### Goal of the exercise
Write out as a numbered list the lines of the items below, starting at the line with "of the dark" and ending with the line with "Target: dark speckle on bowl", both included. Leave out any blank lines.

[Named-object pointing records]

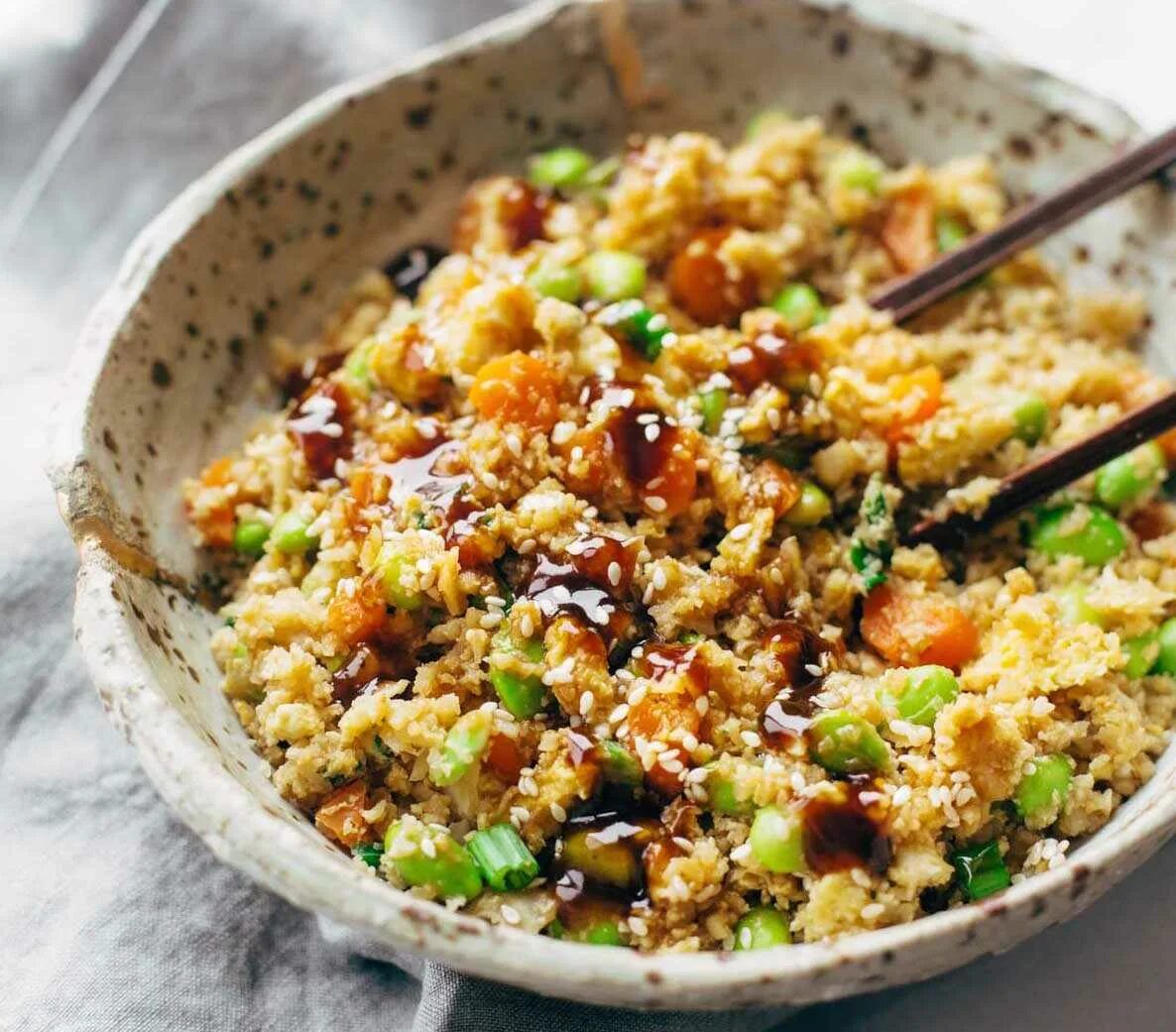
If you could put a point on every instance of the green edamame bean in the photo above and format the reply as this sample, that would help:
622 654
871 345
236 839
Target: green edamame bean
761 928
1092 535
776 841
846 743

--

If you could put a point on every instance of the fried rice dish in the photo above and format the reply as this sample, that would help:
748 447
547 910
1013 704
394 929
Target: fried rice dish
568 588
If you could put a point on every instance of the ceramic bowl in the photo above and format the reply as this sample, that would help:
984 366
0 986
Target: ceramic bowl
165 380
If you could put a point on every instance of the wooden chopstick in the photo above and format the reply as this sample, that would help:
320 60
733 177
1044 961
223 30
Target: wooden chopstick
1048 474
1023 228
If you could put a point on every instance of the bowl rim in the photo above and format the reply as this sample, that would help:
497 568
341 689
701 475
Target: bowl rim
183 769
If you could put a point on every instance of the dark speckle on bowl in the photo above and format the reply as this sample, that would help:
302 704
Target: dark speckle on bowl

### Answer to the problem
1. If you could put a point on every instance of the dark speckle on bowl in the photo above and format the reply as this sample, that would help:
2. 302 704
3. Target: dark speckle on bowl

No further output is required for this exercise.